• _TASK DIRECTIONS_: Copy out the records below word for word, from the line with "Query: blue and silver van" to the line with "M 282 207 L", including both of those lines.

(Entries from a dataset)
•••••
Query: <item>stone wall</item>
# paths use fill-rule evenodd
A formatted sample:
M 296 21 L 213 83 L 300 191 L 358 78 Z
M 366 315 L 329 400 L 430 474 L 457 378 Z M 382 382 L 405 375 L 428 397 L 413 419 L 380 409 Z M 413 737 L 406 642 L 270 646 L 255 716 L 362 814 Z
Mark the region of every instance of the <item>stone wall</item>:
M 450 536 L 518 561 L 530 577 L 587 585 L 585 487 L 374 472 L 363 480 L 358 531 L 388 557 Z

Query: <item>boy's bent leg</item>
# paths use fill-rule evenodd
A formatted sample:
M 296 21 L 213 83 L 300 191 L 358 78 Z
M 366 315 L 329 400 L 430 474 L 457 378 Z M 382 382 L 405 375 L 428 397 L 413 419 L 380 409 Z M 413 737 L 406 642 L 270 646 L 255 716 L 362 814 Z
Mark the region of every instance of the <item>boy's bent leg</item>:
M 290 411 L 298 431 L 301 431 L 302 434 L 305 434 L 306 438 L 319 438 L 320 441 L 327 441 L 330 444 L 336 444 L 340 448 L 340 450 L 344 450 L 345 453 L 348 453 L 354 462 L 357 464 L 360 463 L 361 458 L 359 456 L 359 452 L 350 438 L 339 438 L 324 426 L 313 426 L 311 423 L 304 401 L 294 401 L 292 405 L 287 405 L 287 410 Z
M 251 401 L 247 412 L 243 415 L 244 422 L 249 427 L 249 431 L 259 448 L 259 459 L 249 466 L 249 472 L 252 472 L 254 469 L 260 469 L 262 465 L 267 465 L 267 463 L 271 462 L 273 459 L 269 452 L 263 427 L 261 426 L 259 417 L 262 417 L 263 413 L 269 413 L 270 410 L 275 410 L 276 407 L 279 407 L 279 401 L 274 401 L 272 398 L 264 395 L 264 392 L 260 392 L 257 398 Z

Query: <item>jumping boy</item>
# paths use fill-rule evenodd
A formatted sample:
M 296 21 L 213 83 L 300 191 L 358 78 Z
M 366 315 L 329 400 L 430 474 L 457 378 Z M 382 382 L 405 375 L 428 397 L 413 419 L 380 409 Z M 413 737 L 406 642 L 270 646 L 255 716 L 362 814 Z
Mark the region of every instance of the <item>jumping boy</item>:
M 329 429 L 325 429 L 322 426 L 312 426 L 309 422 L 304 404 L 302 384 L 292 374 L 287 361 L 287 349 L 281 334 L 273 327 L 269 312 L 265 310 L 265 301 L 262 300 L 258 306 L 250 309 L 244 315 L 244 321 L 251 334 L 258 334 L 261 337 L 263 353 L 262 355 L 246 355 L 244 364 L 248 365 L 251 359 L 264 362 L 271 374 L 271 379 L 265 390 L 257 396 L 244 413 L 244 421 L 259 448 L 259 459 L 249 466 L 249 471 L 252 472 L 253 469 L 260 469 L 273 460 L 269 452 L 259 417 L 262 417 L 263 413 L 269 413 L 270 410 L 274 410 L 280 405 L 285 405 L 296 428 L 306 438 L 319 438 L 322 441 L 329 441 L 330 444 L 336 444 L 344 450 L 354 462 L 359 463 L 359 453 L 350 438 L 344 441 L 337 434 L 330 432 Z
•••••
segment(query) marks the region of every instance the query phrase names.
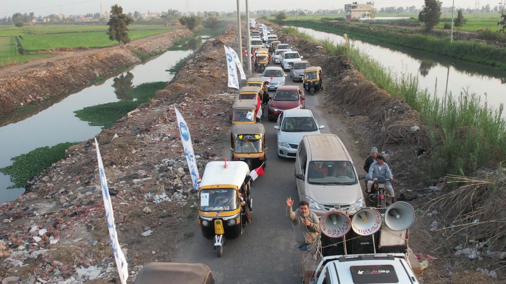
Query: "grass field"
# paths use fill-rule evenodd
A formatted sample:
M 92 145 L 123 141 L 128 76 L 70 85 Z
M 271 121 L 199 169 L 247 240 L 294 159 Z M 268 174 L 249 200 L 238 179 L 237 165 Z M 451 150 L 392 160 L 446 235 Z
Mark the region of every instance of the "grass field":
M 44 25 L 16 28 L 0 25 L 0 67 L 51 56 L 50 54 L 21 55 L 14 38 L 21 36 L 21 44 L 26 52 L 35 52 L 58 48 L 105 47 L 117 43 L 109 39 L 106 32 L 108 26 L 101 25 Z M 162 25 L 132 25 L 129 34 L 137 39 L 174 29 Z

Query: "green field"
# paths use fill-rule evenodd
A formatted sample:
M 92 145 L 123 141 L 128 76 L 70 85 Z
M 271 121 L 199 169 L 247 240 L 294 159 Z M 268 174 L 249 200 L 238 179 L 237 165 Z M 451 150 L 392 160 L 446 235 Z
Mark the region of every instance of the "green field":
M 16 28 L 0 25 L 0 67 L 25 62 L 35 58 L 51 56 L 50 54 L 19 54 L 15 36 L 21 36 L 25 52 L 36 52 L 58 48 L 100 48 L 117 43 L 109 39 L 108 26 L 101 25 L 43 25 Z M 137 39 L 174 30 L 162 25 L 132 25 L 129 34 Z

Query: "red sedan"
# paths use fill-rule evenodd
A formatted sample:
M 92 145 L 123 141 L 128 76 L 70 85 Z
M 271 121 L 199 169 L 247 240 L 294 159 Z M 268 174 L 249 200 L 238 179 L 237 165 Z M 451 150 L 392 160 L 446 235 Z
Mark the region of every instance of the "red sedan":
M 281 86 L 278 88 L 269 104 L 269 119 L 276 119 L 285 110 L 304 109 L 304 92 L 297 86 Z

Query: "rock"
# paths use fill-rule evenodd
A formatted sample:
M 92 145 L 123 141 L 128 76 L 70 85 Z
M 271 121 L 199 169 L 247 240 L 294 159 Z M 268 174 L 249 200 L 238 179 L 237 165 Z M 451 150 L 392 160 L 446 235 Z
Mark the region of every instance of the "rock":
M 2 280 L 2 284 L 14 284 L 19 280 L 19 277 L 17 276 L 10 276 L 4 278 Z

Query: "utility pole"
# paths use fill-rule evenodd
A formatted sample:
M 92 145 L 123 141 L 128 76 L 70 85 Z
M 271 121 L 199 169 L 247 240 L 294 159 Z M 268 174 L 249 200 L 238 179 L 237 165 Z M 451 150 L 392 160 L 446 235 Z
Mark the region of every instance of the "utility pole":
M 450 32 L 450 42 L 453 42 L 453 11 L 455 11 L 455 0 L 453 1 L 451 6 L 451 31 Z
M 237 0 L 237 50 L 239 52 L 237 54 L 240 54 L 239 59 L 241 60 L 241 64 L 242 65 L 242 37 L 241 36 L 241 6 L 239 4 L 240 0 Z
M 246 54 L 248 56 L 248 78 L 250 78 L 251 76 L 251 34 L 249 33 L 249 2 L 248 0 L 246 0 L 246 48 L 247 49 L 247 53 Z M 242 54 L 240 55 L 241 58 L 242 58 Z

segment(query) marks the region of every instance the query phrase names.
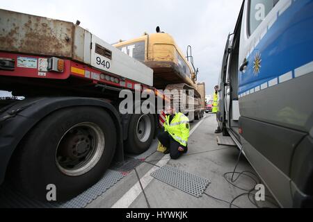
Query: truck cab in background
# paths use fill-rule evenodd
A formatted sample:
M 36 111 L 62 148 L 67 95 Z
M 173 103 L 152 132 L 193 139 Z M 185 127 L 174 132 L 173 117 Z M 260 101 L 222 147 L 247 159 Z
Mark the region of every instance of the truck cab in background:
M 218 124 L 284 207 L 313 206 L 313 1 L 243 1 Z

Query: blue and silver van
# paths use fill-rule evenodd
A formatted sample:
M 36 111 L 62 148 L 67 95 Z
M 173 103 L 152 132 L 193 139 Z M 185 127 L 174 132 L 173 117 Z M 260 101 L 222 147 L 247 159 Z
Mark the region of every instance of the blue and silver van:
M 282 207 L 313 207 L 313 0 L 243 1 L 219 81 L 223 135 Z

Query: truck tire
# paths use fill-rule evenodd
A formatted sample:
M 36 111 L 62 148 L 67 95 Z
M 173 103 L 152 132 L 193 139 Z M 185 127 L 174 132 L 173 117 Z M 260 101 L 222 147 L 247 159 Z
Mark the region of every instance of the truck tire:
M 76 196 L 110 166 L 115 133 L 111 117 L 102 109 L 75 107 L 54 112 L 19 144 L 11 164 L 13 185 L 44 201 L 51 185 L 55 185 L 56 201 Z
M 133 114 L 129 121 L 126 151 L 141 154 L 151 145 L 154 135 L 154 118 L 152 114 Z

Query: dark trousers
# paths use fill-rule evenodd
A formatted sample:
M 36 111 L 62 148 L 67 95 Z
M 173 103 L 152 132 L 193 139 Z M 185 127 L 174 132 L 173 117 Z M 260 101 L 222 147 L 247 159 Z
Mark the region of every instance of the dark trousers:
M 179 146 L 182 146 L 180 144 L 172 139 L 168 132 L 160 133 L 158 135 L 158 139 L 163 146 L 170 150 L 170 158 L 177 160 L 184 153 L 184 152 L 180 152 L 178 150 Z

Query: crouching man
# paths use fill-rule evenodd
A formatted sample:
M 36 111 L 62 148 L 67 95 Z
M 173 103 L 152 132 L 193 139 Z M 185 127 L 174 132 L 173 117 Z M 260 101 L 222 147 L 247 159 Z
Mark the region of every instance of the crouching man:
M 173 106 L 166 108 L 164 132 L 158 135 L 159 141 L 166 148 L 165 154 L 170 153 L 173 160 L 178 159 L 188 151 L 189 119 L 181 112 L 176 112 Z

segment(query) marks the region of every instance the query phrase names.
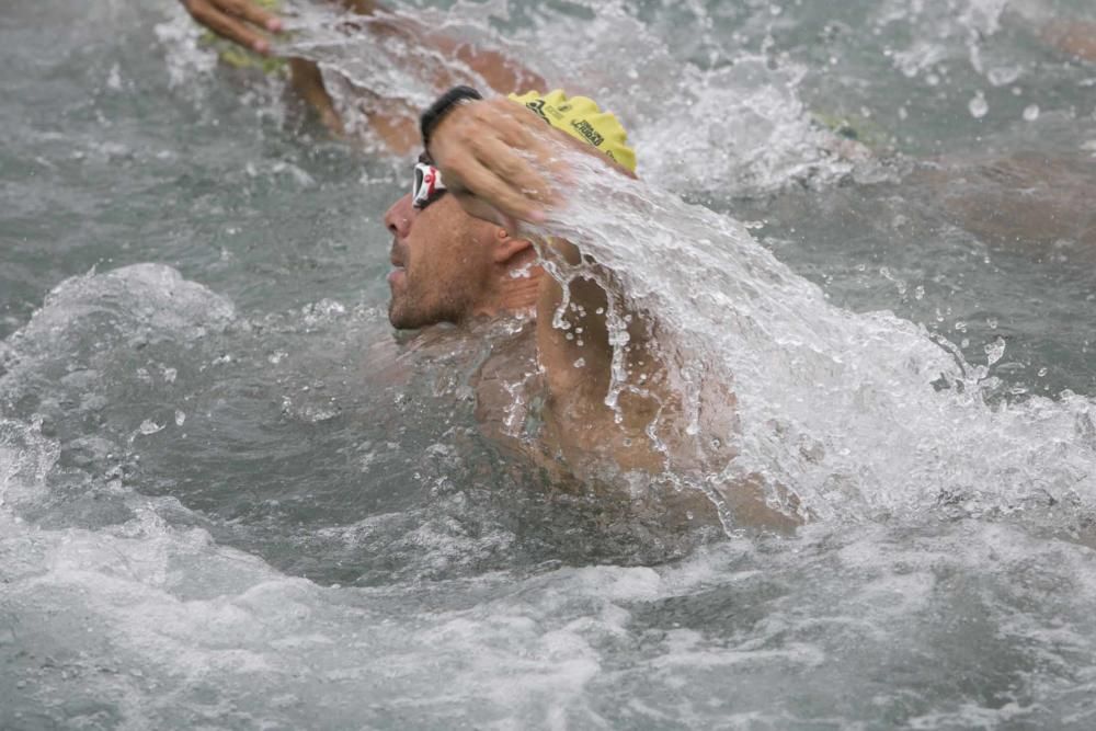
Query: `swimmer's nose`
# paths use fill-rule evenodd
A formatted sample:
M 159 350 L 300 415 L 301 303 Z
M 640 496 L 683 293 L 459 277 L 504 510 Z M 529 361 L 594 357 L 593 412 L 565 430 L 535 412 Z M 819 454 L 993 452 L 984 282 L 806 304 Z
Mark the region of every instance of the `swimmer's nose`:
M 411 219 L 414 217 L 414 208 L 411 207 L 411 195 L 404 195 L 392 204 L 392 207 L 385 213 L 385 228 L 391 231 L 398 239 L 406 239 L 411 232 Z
•••••
• _THE RESULT_:
Query: blue and silver van
# paths use fill-rule evenodd
A formatted sample:
M 36 111 L 62 148 L 67 95 Z
M 173 103 L 152 132 L 193 139 Z M 185 127 L 174 132 L 173 117 Z M 260 101 L 222 147 L 247 159 Z
Mark the region of every instance of the blue and silver van:
M 282 207 L 313 207 L 313 0 L 243 1 L 219 81 L 223 135 Z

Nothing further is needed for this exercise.